▸ Problem details
All lines from the opening of the data to the line containing "spot the man's nose" must be returned unchanged, and only those lines.

▸ Records provided
◆ ◆ ◆

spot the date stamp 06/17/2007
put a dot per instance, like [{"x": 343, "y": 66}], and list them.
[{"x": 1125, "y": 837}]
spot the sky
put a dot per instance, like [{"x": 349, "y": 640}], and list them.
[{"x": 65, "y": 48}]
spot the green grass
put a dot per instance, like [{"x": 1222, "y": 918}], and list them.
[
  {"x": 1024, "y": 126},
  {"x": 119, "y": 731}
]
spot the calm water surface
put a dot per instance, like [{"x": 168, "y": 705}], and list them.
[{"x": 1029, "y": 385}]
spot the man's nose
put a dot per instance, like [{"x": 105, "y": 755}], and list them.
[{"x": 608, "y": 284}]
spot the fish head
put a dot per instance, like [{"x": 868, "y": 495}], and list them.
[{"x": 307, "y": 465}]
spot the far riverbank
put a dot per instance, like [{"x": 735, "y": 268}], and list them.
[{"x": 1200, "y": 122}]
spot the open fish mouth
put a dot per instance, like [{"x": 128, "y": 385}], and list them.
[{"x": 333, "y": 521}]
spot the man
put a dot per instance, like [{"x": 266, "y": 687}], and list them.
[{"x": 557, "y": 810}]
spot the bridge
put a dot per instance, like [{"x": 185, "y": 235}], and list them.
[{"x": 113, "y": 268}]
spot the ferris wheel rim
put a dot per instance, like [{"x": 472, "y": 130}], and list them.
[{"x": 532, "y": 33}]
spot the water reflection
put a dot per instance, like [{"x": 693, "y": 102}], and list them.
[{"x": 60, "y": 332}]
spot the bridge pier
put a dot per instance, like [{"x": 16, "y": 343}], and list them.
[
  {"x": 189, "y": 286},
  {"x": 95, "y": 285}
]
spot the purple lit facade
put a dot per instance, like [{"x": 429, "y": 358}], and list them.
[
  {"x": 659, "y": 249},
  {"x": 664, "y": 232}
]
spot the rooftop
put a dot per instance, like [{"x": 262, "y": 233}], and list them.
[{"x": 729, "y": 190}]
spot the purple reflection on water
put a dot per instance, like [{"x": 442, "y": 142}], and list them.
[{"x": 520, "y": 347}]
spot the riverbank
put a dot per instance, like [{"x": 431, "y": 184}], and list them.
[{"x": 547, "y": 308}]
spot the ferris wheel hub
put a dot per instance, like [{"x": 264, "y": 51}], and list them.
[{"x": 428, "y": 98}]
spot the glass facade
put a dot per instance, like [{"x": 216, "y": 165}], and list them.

◆ ◆ ◆

▸ Answer below
spot the date stamp 06/17/2007
put a dot per instance, like [{"x": 343, "y": 66}], and list them.
[{"x": 1125, "y": 837}]
spot the sky
put a dot per instance, like [{"x": 349, "y": 640}], and list them.
[{"x": 65, "y": 48}]
spot the green grass
put a dot per instance, like [{"x": 1222, "y": 918}], and list them.
[
  {"x": 1024, "y": 126},
  {"x": 119, "y": 731}
]
spot the calm water surface
put a dot per instance, like [{"x": 168, "y": 705}], and list them.
[{"x": 1029, "y": 385}]
spot the man's nose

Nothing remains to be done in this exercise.